Objective – Continue the blog entries about rain, money and study from the point where they stop, before moving on to the items.

* Start Extract *

Monday, December 25, 2006

The Best Christmas Present

A few drops fell on Friday night, and yesterday afternoon, and then it rained all last night. The sound of heavy drops falling on my roof is something I haven't heard for what seems like months. The parched earth and thirsty trees are soaking it up. It is putting out the bushfires and bringing relief to all of us in this drought, and especially the people whose livelihood is directly dependant on the land. What better Christmas present could we have?

(Image from stock.xchng)

Thursday, December 14, 2006

Sunday, December 10, 2006

Money and Study and Time

With a HECS debt that could easily serve as a deposit on a house, and that is going to take me years to pay off, I am very glad that my current course is not adding to it. In fact, I simply wouldn't be able to do it if I had to pay. As it is, I am struggling to work enough to pay my bills, while having time to devote to my music. This year I think the balance was tipped too far towards money-work and not enough towards study-work, and as a consequence I didn't gain the results that I would need to get a scholarship for next year, which would mean that I would be able to do less money-work and consequently achieve more with my music.

* End Extract *
* Start Dataset extract *

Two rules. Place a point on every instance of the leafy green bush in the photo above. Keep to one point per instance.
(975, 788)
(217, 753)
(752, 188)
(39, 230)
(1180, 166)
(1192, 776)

* End Dataset extract *

Response below –
It is a chicken-and-egg scenario - it is hard to continually devote the time it takes to excel in anything without having any financial assistance, and the financial assistance is impossible to obtain without achieving results that require large investments of time and energy.

It hasn't always been like this, though: this article in today's Sunday Age reminds me that the baby-boomers who are now running the system, and making it harder and harder for current students, had the benefits of free education, affordable housing and stable employment prospects.

(Image from stock.xchng)

Tuesday, December 05, 2006

A Charn Sunset

The light from the setting sun was blood red on the trunks of the gum trees as I walked through Westerfolds Park this evening. The smoke from the bushfires is a feint haze in the air, but more than enough change the light to remind me of the old world of Charn, in C.S. Lewis' The Magician's Nephew, a book that I hadn't thought about for years.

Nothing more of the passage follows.